Start of SELECTED TEXT

So far, Putin has shown no interest in slowing down Russia’s attacks on Ukraine, and war has been a core component of Putin’s rise to power and how he has maintained it. This is despite the high costs to Russia that the invasion of Ukraine has inflicted on Russia’s economy, military, and reputation.
How war shaped Putin’s rise

When did Putin come to power?
War has been a core component of Putin’s success in consolidating power and in gaining popularity in the first place. But, when did Putin come to power? In 1999, Putin was the Prime Minister under then-President Boris Yeltsin. In September, apartment buildings in three Russian cities were bombed, with over 350 people killed, and Russian authorities quickly, and controversially, blamed Chechen separatists.
These bombings led to the Second Chechen War. Putin’s popularity jumped from 31% to 80%, according to some estimates. Polls in Russia are not entirely reliable for gauging public opinion on Putin; however, independent polling can still indicate trends. Putin used this conflict to solidify his popularity, with Yeltsin anointing him as his successor, and set a trend we would see up until now. The war in Chechnya officially concluded in 2009, after 9 years of guerrilla fighting and 10 years of overall conflict. However, this was far from the only war in which Putin was involved.
Russia’s invasion of Georgia

While in the 2000s, Putin appeared to align with Western powers in providing energy and in fighting the “War on Terror”. However, in 2007, Putin criticized Western dominance globally, NATO, and many perceived it as a shift in foreign policy, which led to Russia’s increased aggression. In 2008, Russia invaded Georgia, occupying South Ossetia and Abkhazia, expelling many Georgians from the region, and a total of 192,000 civilians were displaced by the war. This also boosted his popularity to 88% in Russia.
An expected repeat of victory in Ukraine
The next conflict was in Ukraine. Putin’s popularity rose after the so-called annexation of Crimea in 2014, and the invasion of Donetsk and Luhansk regions made war in Ukraine a constant reality for Russia, later culminating in the full-scale invasion in 2022. Putin used this war not only for imperialist goals of expanding Russian control, to subjugate Ukraine and Ukrainians, and destabilize global norms, but also to oppress opponents in his own country, even pro-war ones. For example, Russia has murdered journalists, opposition figures, arrested protesters, and controlled the media. The Russian government has enormous control over the population, especially since 2022.
Interventions in Syria and Africa
Russia also engaged in military actions in Syria in 2015, backing up Assad against the multiple factions that opposed him and conducting air strike campaigns in the country. They deployed troops and Wagner units on a “permanent” basis and had military bases and a naval base there until 2024, when Assad’s regime collapsed. War has become a constant reality of Russia and a core part of Putin’s foreign policy. Russia also engaged in military actions and sent the Wagner Group PMC and other similar groups to African countries such as the Central African Republic, Burkina Faso, and Mali, bleeding the countries of their gold.

End of SELECTED TEXT

ACTIONS TO TAKE:
- 1) Pull out the stretch of the text on Putin and war from "While in the" through "88% in Russia.".
- 2) Which African countries does the text on Putin and war name as places where Russia sent the Wagner Group?
- 3) Render this sentence from the text on Putin and war in Spanish: "These bombings led to the Second Chechen War."
The lines after this text are separate, unrelated material.

Start of PROVIDED RECORDS

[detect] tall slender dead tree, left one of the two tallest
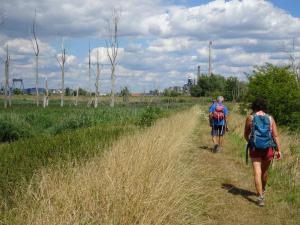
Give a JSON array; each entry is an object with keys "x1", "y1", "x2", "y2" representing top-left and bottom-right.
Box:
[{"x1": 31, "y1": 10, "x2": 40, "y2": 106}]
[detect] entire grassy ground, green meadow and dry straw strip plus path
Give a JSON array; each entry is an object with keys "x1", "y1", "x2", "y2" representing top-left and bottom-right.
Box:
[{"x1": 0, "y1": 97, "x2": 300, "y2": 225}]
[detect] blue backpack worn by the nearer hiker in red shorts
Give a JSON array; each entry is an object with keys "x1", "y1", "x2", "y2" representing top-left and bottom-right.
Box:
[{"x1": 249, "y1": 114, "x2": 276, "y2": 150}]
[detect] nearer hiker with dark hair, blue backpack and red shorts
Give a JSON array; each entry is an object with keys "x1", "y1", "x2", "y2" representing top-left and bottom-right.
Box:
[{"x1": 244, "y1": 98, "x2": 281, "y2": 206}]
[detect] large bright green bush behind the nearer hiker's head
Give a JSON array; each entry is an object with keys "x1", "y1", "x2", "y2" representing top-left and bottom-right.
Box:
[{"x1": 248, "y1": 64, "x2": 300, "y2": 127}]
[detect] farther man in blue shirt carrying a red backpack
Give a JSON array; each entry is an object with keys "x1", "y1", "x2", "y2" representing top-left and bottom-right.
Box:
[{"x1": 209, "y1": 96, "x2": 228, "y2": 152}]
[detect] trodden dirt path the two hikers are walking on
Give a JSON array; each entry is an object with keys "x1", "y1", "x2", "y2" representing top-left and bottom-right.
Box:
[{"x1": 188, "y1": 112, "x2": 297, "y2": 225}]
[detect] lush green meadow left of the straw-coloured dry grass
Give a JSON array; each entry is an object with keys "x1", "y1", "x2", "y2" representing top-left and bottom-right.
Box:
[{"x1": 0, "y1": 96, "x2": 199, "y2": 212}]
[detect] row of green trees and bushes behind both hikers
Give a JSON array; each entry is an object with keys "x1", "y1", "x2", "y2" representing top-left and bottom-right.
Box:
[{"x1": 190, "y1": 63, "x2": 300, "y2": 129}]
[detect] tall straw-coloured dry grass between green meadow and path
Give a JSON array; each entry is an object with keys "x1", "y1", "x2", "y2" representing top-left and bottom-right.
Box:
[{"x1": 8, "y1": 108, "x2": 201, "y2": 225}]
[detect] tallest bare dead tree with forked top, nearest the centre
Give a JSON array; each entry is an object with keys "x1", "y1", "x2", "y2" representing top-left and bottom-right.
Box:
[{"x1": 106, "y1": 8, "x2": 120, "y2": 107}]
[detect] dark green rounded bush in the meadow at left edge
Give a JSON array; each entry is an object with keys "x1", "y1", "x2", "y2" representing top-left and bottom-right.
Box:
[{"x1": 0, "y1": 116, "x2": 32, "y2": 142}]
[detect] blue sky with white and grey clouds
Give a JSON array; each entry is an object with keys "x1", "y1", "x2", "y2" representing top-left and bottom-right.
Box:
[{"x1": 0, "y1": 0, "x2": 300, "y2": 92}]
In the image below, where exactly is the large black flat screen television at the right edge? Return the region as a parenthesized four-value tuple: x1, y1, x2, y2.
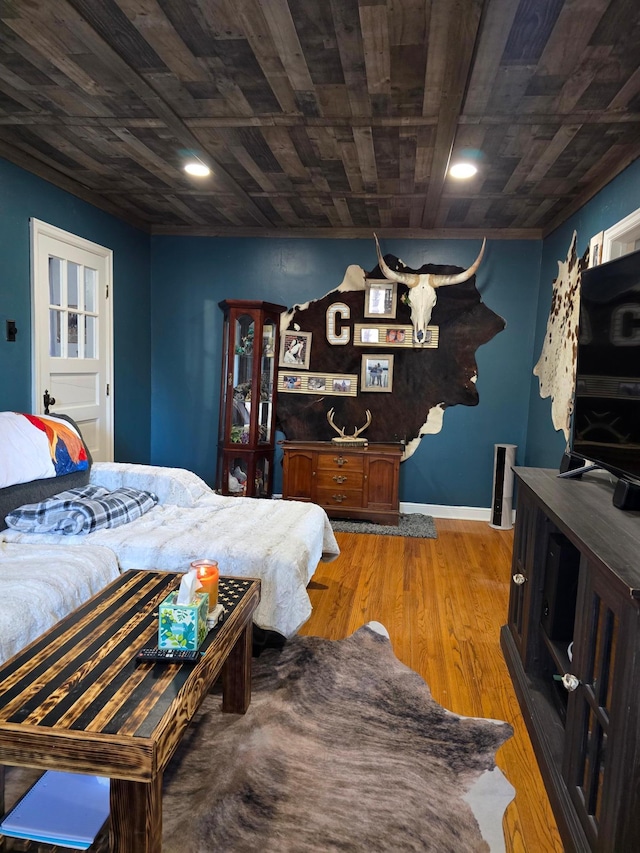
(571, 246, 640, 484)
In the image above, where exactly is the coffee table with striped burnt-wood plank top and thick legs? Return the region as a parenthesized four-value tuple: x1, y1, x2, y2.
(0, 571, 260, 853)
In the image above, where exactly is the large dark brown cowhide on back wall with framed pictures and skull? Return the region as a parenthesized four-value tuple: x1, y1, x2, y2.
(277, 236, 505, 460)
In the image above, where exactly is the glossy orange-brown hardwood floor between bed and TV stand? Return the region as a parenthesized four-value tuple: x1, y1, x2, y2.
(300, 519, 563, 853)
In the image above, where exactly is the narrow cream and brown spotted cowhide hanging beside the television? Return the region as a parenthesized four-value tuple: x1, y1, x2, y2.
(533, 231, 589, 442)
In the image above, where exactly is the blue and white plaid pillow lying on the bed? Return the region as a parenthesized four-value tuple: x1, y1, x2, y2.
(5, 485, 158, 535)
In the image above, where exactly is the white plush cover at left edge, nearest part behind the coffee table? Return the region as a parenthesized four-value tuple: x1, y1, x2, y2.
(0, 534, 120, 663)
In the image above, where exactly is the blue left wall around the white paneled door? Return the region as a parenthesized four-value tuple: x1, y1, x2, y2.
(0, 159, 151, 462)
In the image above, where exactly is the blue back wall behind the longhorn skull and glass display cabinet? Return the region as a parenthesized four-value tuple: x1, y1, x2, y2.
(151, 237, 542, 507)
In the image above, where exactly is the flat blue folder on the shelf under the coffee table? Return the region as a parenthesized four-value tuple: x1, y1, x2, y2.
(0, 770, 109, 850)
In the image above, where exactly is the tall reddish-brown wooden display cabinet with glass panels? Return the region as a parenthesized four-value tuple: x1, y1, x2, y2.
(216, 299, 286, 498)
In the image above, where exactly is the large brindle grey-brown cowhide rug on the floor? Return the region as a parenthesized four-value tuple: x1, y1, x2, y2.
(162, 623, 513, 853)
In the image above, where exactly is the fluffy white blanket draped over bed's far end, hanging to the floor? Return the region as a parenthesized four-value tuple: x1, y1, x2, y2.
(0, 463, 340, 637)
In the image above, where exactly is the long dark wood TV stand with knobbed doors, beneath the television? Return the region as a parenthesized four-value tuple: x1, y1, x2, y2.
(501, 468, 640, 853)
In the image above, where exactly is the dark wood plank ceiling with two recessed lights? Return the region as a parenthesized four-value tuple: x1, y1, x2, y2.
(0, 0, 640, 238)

End of PROVIDED RECORDS
Start of PROVIDED RECORDS

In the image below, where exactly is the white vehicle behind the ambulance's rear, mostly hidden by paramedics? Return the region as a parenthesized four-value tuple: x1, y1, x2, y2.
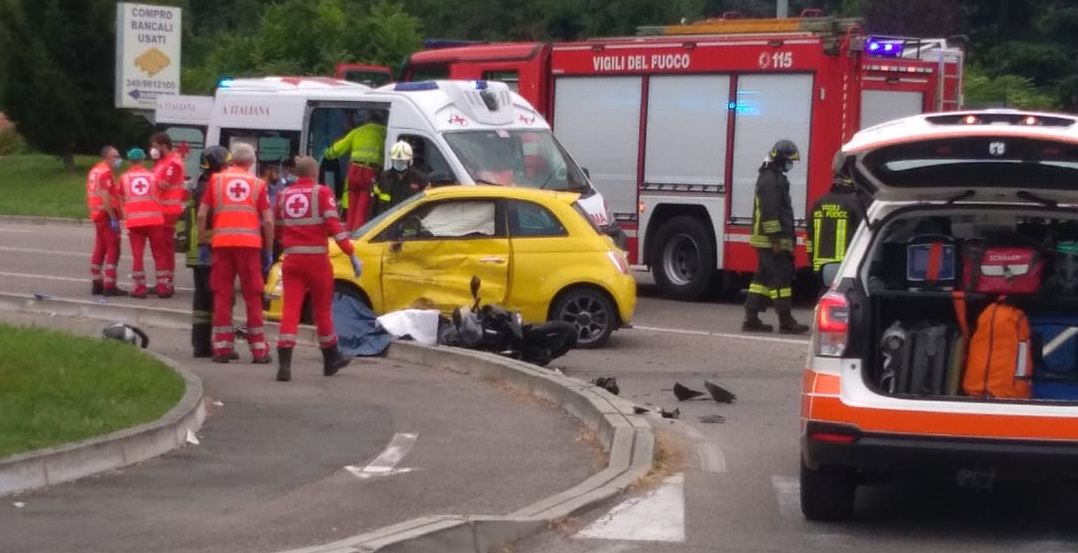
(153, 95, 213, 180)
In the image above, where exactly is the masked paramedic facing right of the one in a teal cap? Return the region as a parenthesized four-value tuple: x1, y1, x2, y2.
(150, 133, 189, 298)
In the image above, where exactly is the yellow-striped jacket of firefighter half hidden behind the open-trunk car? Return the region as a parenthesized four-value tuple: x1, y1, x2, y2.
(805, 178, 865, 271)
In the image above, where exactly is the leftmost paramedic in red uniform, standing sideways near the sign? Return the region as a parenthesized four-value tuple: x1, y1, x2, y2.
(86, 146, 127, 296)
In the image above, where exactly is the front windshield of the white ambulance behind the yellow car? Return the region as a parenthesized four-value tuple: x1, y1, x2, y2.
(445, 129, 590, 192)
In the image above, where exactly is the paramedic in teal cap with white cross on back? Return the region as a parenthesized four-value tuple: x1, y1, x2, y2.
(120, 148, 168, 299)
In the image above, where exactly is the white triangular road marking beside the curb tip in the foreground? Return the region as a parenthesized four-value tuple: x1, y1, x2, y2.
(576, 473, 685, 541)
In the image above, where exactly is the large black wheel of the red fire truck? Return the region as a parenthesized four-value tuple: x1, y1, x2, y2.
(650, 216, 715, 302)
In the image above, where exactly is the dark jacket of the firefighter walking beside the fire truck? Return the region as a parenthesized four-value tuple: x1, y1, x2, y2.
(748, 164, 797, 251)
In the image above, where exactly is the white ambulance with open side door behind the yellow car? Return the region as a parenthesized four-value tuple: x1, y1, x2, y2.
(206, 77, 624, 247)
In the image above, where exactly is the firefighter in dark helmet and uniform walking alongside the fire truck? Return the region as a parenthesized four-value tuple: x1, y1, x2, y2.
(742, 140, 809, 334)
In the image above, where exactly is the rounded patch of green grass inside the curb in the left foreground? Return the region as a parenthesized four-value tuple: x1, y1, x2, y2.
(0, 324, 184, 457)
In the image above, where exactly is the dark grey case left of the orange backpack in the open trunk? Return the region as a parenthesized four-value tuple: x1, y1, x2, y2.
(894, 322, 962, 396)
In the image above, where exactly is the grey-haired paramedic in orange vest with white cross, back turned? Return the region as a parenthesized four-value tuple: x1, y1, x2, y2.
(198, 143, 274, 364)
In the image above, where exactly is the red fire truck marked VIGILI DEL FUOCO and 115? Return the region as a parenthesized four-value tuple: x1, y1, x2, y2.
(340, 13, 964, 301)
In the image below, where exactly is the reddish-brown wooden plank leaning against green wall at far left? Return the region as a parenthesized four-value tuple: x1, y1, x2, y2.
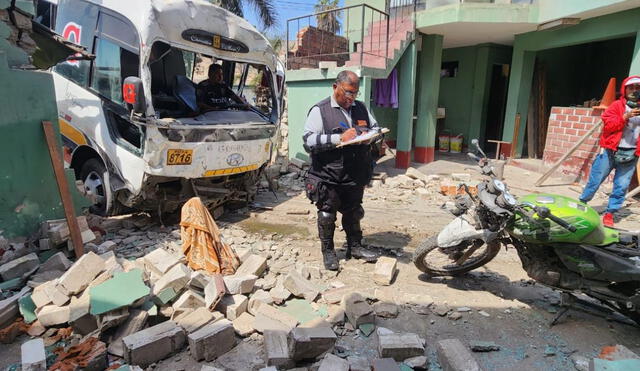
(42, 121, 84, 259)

End of PROVIDED RECORDS

EXPECTED RESPONSES:
- 1)
While in the 2000s, Putin appeared to align with Western powers in providing energy and in fighting the “War on Terror”. However, in 2007, Putin criticized Western dominance globally, NATO, and many perceived it as a shift in foreign policy, which led to Russia’s increased aggression. In 2008, Russia invaded Georgia, occupying South Ossetia and Abkhazia, expelling many Georgians from the region, and a total of 192,000 civilians were displaced by the war. This also boosted his popularity to 88% in Russia.

- 2) Central African Republic, Burkina Faso, Mali

- 3) Estos atentados condujeron a la Segunda Guerra de Chechenia.